──────── SUPPLIED DATA

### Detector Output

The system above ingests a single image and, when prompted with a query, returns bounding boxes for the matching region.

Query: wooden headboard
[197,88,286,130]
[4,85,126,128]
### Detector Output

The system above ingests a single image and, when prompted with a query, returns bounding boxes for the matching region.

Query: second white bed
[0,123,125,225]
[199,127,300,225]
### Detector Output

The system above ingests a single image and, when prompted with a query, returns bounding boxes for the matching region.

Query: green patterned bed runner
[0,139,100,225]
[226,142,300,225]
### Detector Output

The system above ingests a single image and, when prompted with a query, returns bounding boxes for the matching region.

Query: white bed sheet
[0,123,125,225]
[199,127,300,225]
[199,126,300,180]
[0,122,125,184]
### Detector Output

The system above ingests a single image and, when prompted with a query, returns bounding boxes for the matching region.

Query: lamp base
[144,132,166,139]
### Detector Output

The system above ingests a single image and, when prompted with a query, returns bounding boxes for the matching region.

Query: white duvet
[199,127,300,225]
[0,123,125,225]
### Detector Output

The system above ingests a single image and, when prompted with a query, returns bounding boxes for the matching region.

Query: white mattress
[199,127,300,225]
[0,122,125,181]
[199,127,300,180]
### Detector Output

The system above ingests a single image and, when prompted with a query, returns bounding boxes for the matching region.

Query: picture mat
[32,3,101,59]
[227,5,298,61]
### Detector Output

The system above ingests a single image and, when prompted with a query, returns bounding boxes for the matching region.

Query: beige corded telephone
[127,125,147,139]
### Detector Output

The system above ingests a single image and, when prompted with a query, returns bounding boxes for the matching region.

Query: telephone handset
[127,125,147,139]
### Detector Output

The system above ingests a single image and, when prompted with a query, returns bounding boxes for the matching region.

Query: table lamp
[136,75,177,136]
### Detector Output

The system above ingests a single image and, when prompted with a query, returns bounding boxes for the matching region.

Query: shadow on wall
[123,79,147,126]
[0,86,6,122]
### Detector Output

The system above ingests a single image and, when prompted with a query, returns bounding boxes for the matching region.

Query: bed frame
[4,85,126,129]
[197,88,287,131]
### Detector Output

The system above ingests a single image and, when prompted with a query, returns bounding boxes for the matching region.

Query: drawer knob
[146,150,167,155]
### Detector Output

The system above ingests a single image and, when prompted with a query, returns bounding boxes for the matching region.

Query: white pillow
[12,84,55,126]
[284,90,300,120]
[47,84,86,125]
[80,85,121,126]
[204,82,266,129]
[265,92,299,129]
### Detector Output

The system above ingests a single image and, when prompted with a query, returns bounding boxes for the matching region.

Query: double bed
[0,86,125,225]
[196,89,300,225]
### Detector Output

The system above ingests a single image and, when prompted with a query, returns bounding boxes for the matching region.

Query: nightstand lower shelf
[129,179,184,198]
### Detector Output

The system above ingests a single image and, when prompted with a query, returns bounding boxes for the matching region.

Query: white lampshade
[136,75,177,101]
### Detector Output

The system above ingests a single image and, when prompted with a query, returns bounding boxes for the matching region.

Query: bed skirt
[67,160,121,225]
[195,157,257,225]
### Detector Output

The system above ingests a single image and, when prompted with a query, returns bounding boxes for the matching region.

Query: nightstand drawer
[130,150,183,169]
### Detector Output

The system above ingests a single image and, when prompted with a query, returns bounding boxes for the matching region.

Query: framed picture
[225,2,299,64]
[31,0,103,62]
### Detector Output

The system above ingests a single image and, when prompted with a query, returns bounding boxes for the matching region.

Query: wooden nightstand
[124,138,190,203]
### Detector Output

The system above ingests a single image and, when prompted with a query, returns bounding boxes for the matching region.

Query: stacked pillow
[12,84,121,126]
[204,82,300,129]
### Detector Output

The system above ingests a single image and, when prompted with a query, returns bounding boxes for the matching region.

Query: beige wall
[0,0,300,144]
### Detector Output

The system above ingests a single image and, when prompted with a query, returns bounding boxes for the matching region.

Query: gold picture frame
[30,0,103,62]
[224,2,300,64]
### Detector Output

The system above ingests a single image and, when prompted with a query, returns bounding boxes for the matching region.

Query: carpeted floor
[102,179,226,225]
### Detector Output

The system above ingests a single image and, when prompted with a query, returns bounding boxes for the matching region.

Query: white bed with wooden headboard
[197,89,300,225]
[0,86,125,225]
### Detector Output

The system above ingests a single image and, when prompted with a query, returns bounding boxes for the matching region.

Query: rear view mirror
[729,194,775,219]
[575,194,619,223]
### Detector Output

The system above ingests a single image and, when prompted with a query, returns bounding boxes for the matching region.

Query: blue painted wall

────────────────

**YOUR OBJECTIVE**:
Give the stretch from the start of the data through the line containing "[4,85,126,128]" as a Markdown table with the columns No. and Data line, one row per line, leaving out blank lines.

**TASK RESPONSE**:
| No. | Data line |
|---|---|
| 1 | ### Detector Output |
| 2 | The system above ingests a single image and, when prompted with a query, returns bounding boxes for the matching region. |
| 3 | Query: wooden headboard |
| 4 | [197,88,286,130] |
| 5 | [4,85,126,128] |